**Задание A**
Назовите всех авторов текстов сборника, упомянутых в тексте о книге, и укажите рядом с каждым его годы жизни.

**Исходный текст**
↓↓↓
#  > > >  >  > Форум >  > > >  >  > Информация >  > > >  >  > Новости книгоиздания >  > > >  >  >  Наставления по практике стадии зарождения в йоге божества

## Поляков

Вышел сборник "Наставления по практике стадии зарождения в йоге божества".

М.: Деконани, 2012
15 x 22 см, 2000 экз., 232 стр., твердый переплет 

Практики Тайной Мантры Ваджраяны основываются на глубоком содержании буддийских тантр. В Тибете существует две традиции передачи практики тантр. Это традиции Сарма (новых переводов) и Ньингма (старых переводов). Сама практика Тайной Мантры подразделяется на два основных вида — стадию зарождения и стадию завершения. Тексты, составляющие данную антологию, посвящены стадии зарождения в традиции старых переводов Ньингма.

Авторы этих текстов являются одними из известнейших учителей в традиции Тибетского Буддизма. Джигме Лингпа (1730–1798), Геце Махапандита Цеванг Чогдруб (1761–1829) и Патрул Чокьи Вангпо (1808–1887) — все они воплощают идеал пандитов и сиддхов, восхваляемый в Ваджраяне. Все эти учителя последовали линии Ньингма, и представленные здесь их работы по стадии зарождения полностью соответствуют оформлению, принятому в данной традиции.



Ознакомиться с содержанием и заказать книгу: http://dharma.ru/details/4885

----------

Dechen Norzang (25.04.2012)

----------


## Пэма Бэнза

Приветствую,

С какого языка выполнен перевод и кто переводчик?
На английском данная книга называется "The deity, mantra and wisdom".
Странно, что имена авторов не указали на обложке.

----------

Odvulpa (28.04.2012), Сергей Хос (27.04.2012)

----------


## Dechen Norzang

> С какого языка выполнен перевод и кто переводчик?


В книге эта информация отсутствует, но в Предисловии написано следующее:
Издательство выражает особую благодарность всем, кто участвовал в создании 
этой книги: Михаилу Кузнецову, Платону Вязниковцеву, Бему Митруеву, 
Марии Пономарёвой, Ирине Машицкой и некому Беку.

----------


## Пэма Бэнза

Спасибо, известные фамилии :Wink: 
Видимо, это так называемый перевод с тибетского, который полностью повторяет компиляцию текстов английского издания.
Очень удобно - владельцам копирайта английского перевода - Dharmachakra Translation Committee - платить не надо.
Сама же книга очень интересная, надеюсь, и русский перевод не подкачал.

----------

Цхултрим Тращи (28.04.2012)

----------


## Нико

Вообще-то имена переводчиков и язык обязательно должны указываться. А то как самиздат какой-то получается.

----------


## Поляков

> С какого языка выполнен перевод и кто переводчик?


К сожалению, у нас нет информации. Лучше с этими вопросами обратиться к издателю.

----------


## Нико

> К сожалению, у нас нет информации. Лучше с этими вопросами обратиться к издателю.


Встречались мне такие издания.

----------
↑↑↑
**Представленные записи**
↓↓↓
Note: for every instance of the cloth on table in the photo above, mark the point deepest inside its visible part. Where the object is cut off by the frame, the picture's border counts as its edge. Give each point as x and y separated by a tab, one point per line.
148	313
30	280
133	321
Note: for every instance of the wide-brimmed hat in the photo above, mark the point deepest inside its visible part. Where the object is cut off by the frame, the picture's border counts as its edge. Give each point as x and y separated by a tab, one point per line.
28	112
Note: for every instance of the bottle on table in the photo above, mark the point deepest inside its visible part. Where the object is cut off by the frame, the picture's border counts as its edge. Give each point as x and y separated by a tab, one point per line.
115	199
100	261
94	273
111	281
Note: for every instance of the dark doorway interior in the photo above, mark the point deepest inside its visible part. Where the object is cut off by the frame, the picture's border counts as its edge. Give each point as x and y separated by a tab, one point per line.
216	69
↑↑↑
**Задание B**
Выведите в виде таблицы Markdown со столбцами «№» и «Строка» строки записей между строкой, содержащей "Note: for every instance of the dark", и концом записей, включая обе границы. Пустые строки пропустите.

**Полный ответ A**
- Джигме Лингпа (1730–1798)
- Геце Махапандита Цеванг Чогдруб (1761–1829)
- Патрул Чокьи Вангпо (1808–1887)

**Полный ответ B**
| № | Строка |
|---|---|
| 1 | Note: for every instance of the dark doorway interior in the photo above, mark the point deepest inside its visible part. Where the object is cut off by the frame, the picture's border counts as its edge. Give each point as x and y separated by a tab, one point per line. |
| 2 | 216	69 |